Segment Start: QUOTED PASSAGE

Mt. Shasta
WITNESS
—Denise Levertov
Sometimes the mountain
is hidden from me in veils
of cloud, sometimes
I am hidden from the mountain
in veils of inattention, apathy, fatigue,
when I forget or refuse to go
down to the shore or a few yards
up the road, on a clear day,
to reconfirm
that witnessing presence.
_____________________
Medusa is back from Oregon, by way of Mt. Shasta, which sports very little snow these days. Much, much less than in this photo, a stock one taken from the 'Net. What ARE those cloud formations; anybody know? I'm guessing time-lapse.
This week in poetry:
•••Thursday (7/12), 8 PM: Poetry Unplugged at Luna's Cafe, 1414 16th St., Sacramento. Featured reader(s), with open mic before and after.
•••Thursday (7/12), 7:30: Poetry Flash at Berkeley City College presents Andrea Hollander Budy & Sacramento’s Kathleen Lynch. Andrea Hollander Budy's new book of poems is Woman in the Painting; her previous collections are The Other Life, and House Without a Dreamer, which won the Nicholas Roerich Poetry Prize. Among her many honors are a D.H. Lawrence Fellowship and a Pushcart Prize, as well as two fellowships from the National Endowment of the Arts. Kathleen Lynch's first full-length book of poems, Hinge, won the Black Zinnias Press National Poetry Book Competition. She's published several chapbooks, including How to Build an Owl and Alterations of Rising. Among her honors are the Spoon River Poetry Review Editor's Choice Award and the Salt Hill Poetry Award. Berkeley City College Auditorium, 2050 Center Street, Berkeley, one-half block from Berkeley BART. Parking garage next door. Info: Poetry Flash: (510) 525-5476. Co-sponsored by Cody's Books.
_____________________
Yikes; a parsity of poetry this week! Anything else happening? (The Snake and I have been asleep...)
LIVING
—Denise Levertov
The fire in leaf and grass
so green it seems
each summer the last summer.
The wind blowing, the leaves
shivering in ther sun,
each day the last day.
A red salamander
so cold and so
easy to catch, dreamily
moves his delicate feet
and long tail. I hold
my hand open for him to go.
Each minute the last minute.

Segment End: QUOTED PASSAGE
Segment Start: INPUT DATA

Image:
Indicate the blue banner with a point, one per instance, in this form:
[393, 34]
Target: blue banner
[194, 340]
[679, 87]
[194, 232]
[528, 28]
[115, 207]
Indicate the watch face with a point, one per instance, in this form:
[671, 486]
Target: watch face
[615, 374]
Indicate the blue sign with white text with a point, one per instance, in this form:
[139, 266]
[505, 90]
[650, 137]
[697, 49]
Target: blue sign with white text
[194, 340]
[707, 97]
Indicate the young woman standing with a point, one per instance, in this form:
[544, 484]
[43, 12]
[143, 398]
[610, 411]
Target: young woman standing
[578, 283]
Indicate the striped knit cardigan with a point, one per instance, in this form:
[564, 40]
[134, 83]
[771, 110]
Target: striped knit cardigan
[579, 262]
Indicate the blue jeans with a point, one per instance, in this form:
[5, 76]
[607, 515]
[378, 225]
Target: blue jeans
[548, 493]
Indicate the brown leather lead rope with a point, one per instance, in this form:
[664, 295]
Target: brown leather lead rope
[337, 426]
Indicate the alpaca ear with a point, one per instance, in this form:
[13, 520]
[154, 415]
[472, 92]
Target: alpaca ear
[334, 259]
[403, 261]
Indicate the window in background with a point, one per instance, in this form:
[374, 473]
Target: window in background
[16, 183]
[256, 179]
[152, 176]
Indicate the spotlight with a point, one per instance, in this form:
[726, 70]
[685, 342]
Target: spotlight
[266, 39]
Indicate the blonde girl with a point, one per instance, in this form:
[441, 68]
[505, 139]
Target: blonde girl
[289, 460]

Segment End: INPUT DATA

• _PROBLEM TO SOLVE_: In the poetry blog post, which book won the Black Zinnias Press National Poetry Book Competition?

• _YOUR RESPONSE_: Hinge, Kathleen Lynch's first full-length book of poems.